-- What to do --
Copy every line of the records below where the word "flag" occurs.

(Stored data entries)

# # # #

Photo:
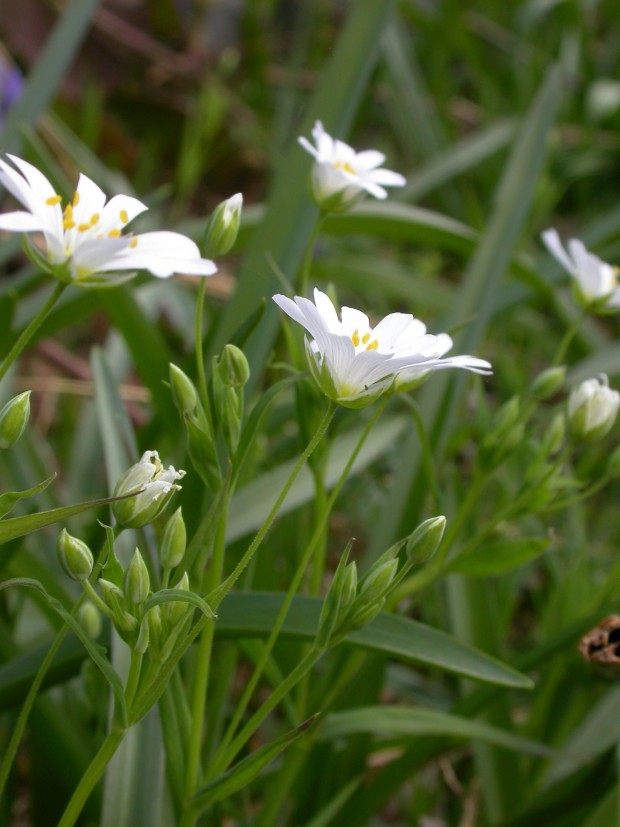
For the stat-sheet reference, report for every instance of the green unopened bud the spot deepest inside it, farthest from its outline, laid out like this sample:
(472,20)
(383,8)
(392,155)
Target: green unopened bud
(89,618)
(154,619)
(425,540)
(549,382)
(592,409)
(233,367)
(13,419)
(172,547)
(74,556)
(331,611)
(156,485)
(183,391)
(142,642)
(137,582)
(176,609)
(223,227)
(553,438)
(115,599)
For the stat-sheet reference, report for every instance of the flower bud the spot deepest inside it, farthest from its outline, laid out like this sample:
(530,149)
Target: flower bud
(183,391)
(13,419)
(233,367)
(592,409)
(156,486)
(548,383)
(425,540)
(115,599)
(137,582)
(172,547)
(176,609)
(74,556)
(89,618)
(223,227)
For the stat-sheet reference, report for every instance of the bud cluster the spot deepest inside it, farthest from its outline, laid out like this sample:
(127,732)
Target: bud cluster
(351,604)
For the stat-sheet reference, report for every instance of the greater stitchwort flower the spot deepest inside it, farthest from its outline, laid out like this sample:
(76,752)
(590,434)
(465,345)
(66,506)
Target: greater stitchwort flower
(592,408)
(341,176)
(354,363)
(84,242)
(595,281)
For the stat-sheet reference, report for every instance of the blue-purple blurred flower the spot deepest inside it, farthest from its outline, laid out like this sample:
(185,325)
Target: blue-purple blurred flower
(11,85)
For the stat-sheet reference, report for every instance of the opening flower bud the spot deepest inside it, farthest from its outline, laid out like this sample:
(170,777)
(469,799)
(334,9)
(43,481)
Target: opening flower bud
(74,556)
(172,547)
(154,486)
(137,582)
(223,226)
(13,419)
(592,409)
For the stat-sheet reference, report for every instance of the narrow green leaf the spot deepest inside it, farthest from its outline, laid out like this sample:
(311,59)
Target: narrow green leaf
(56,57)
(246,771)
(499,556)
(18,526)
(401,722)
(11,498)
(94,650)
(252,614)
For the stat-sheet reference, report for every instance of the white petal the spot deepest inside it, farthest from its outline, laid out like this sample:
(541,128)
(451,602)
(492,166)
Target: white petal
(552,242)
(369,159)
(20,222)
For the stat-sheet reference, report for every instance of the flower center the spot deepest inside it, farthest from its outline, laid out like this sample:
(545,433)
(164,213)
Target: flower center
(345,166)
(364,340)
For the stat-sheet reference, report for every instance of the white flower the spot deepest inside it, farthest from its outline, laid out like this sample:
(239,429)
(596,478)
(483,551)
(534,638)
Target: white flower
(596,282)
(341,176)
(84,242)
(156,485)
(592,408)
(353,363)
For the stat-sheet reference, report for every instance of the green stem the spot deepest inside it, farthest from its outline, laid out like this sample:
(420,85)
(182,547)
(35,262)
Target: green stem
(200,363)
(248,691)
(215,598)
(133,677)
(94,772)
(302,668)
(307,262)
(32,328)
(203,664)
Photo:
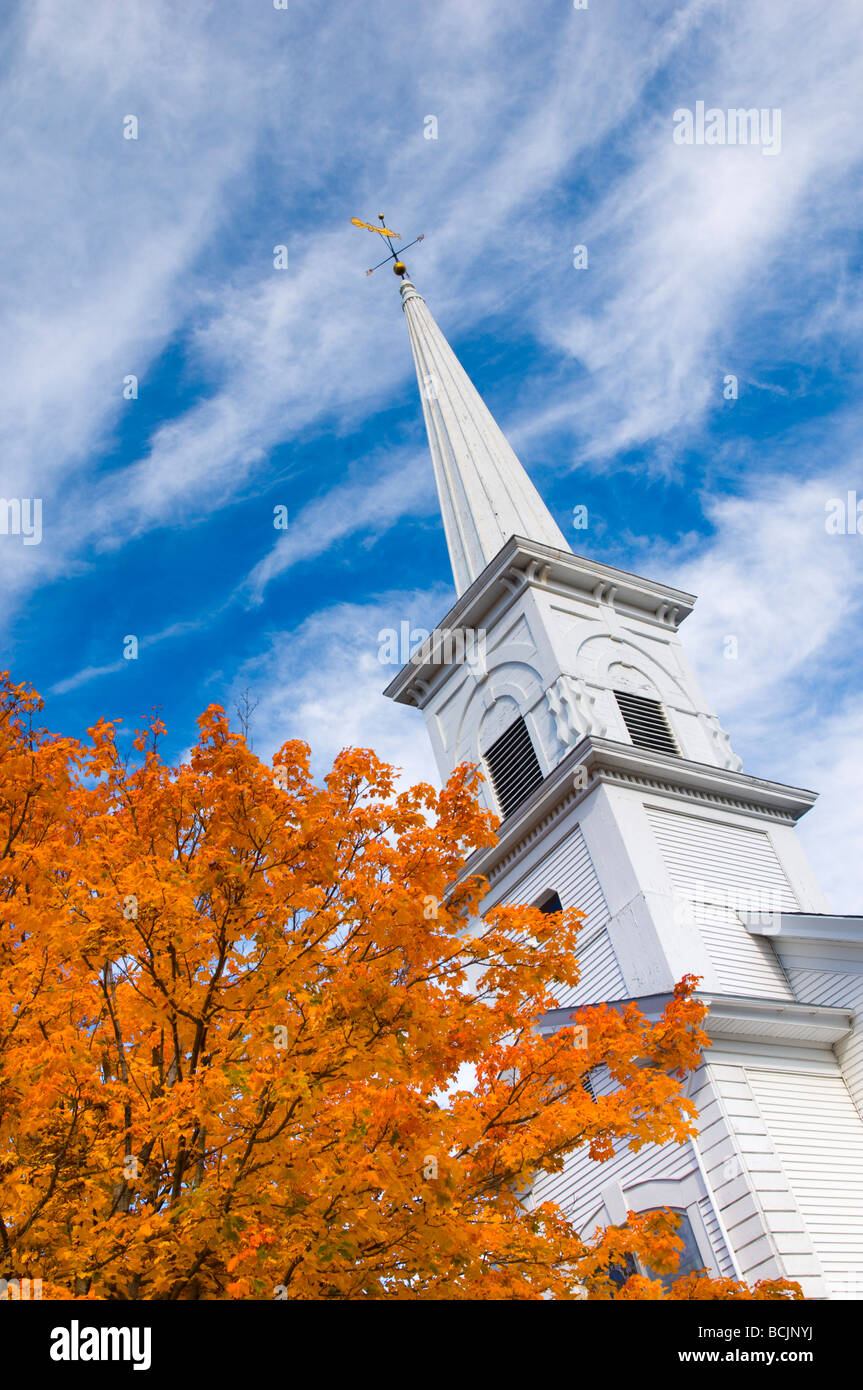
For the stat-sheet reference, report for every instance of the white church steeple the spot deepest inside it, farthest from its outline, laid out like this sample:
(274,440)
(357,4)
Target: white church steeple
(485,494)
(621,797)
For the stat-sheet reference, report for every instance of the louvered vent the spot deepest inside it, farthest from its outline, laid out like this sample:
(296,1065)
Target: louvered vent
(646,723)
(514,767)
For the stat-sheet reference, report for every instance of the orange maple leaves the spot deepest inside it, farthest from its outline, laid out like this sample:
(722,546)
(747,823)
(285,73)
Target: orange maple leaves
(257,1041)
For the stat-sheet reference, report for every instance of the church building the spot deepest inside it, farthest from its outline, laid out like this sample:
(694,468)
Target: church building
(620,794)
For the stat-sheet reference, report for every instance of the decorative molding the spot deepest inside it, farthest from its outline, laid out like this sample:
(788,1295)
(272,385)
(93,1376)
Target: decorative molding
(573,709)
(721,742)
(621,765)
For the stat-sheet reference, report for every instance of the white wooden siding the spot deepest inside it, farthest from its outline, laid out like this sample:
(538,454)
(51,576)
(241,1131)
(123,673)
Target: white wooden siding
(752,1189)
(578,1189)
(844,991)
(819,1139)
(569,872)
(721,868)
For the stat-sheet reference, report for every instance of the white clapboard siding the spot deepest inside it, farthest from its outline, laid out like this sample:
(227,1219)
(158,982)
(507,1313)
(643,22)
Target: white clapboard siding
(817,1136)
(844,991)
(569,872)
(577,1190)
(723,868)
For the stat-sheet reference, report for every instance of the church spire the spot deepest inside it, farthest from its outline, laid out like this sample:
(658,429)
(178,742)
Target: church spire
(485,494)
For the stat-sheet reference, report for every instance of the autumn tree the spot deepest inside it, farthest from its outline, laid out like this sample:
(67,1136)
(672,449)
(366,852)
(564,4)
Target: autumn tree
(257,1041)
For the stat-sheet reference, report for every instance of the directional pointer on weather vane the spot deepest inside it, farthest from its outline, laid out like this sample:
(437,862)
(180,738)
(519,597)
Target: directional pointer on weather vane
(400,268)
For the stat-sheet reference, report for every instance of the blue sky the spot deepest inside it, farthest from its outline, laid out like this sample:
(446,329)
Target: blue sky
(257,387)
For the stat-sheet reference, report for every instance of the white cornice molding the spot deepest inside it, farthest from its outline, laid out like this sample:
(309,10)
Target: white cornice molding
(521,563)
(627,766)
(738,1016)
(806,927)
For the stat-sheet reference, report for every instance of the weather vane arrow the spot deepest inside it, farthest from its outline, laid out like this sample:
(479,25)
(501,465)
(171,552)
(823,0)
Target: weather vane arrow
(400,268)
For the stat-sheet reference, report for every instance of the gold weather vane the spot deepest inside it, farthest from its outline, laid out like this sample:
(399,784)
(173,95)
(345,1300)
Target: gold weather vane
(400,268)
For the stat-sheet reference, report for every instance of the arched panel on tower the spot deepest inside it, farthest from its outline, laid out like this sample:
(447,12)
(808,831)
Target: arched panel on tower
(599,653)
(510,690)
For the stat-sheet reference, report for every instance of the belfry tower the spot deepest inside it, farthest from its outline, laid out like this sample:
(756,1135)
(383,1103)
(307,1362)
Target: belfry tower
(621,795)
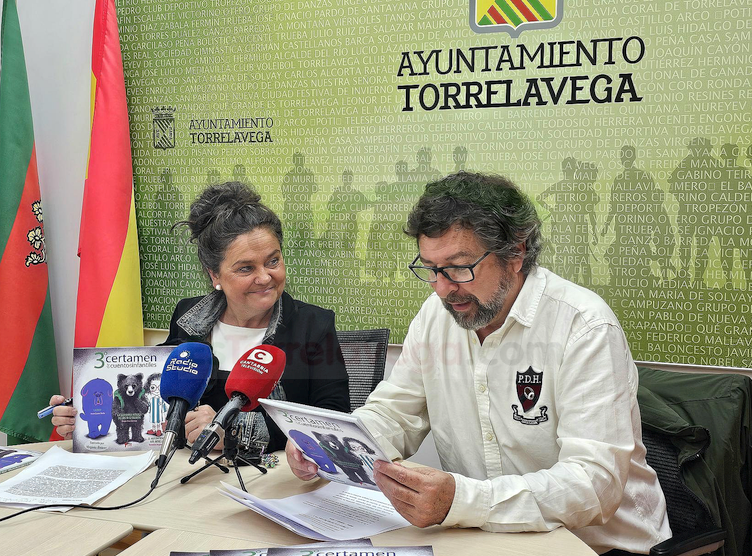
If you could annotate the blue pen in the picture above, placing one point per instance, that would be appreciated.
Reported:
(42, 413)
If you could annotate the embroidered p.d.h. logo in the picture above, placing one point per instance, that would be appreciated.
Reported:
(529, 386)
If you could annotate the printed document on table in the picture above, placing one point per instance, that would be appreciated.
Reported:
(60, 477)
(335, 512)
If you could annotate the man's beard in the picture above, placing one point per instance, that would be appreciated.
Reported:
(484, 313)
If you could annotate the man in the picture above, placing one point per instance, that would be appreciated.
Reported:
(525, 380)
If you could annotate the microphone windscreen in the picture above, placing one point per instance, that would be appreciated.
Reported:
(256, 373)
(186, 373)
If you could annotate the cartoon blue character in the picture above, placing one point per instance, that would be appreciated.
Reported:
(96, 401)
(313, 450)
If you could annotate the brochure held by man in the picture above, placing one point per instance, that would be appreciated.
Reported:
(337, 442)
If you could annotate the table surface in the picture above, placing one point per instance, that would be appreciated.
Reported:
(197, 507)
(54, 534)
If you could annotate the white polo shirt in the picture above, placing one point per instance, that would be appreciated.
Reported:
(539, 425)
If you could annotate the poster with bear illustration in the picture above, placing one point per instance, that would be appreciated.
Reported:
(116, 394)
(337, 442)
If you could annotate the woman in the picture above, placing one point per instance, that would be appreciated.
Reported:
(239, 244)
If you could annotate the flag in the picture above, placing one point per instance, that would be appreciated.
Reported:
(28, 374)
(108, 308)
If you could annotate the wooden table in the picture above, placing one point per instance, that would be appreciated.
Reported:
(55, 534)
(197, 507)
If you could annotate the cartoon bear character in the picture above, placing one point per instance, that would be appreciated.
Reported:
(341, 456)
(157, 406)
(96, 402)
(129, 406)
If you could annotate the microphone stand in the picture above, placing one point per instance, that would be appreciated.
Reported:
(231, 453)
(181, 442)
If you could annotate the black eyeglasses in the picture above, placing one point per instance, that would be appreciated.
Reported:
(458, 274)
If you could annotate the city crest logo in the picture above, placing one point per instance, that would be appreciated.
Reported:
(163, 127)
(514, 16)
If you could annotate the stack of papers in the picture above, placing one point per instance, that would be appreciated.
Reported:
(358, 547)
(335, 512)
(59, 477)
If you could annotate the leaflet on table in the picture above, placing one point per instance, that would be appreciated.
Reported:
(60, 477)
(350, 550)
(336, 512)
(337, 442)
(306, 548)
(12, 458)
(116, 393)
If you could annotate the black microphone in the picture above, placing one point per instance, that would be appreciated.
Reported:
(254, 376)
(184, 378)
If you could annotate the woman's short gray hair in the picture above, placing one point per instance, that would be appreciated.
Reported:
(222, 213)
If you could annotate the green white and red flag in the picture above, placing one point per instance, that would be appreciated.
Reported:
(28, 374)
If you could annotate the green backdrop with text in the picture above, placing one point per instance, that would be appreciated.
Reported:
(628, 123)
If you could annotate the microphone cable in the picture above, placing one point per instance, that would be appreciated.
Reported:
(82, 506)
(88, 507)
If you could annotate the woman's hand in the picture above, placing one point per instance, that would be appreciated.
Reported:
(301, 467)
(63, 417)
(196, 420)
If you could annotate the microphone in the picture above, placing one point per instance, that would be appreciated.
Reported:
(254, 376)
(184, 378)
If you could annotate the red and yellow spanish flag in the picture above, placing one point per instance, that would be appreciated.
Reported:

# # # #

-- Response area --
If you could annotate the flag in the picture above, placing one point per instance, that would be appreciated.
If you could annotate the green white and red flag in the picture above, placing one point per instance, that would be appreciated.
If you could annotate the red and yellow spanish flag in the picture above, placing one point per instance, that would be appreciated.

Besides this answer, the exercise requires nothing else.